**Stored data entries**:
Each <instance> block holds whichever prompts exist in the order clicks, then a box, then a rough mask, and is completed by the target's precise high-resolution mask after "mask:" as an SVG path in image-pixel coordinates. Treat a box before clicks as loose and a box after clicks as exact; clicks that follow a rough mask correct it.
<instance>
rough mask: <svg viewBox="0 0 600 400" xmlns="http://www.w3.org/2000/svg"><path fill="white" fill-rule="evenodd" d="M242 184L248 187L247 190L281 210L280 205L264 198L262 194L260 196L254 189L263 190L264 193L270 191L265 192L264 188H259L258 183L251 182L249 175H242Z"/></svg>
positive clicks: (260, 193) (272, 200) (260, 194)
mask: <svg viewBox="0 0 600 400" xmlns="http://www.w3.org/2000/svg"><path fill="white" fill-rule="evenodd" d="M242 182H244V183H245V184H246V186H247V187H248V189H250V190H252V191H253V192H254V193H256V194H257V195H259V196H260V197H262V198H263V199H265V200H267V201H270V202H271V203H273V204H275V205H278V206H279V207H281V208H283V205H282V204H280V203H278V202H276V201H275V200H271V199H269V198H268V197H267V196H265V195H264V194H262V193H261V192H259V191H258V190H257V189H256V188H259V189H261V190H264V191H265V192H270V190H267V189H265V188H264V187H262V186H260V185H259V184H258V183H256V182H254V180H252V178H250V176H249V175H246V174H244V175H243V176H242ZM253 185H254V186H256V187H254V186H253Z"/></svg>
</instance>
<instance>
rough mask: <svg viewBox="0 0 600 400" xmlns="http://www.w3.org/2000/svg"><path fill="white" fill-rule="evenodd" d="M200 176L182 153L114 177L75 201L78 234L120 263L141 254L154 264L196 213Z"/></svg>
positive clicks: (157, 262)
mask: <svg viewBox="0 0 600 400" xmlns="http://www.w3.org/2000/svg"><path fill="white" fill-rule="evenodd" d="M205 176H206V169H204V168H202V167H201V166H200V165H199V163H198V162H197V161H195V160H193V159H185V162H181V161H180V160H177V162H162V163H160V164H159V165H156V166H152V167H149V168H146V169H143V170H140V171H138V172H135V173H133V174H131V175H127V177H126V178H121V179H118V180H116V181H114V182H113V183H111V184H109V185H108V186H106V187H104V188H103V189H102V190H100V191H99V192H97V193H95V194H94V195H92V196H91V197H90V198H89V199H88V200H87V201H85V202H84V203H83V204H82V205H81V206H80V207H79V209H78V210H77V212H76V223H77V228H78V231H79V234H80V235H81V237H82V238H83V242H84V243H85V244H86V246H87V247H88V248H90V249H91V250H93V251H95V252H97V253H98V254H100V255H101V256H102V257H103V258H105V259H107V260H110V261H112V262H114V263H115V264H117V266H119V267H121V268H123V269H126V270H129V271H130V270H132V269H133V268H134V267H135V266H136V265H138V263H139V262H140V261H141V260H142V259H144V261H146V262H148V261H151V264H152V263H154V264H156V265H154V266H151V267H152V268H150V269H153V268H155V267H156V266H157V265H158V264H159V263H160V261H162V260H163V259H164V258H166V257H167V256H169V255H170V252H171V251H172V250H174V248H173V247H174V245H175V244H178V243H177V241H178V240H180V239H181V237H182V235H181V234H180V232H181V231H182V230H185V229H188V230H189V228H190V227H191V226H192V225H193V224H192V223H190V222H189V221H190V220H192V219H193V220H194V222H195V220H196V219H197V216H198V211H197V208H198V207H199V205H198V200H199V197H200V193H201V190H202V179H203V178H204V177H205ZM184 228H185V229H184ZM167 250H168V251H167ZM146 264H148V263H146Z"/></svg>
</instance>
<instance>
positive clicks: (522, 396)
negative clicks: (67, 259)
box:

**Task requirements**:
Whenever a line of the data includes "rough", copy that line.

**Written solution**:
Each <instance> block holds whichever prompts exist in the order clicks, then a box, then a rough mask, and is completed by the target's precise high-resolution mask after "mask:" as an SVG path in image-pixel coordinates. Treat a box before clicks as loose and a box after clicks as exact; clicks that follow a rough mask correct it.
rough mask: <svg viewBox="0 0 600 400" xmlns="http://www.w3.org/2000/svg"><path fill="white" fill-rule="evenodd" d="M242 184L248 187L247 190L281 210L280 205L264 198L262 194L260 196L254 189L263 190L264 193L270 191L265 192L264 188H259L258 183L251 182L249 175H242Z"/></svg>
rough mask: <svg viewBox="0 0 600 400" xmlns="http://www.w3.org/2000/svg"><path fill="white" fill-rule="evenodd" d="M200 176L182 153L114 177L75 201L78 234L120 263L141 254L154 264L196 213Z"/></svg>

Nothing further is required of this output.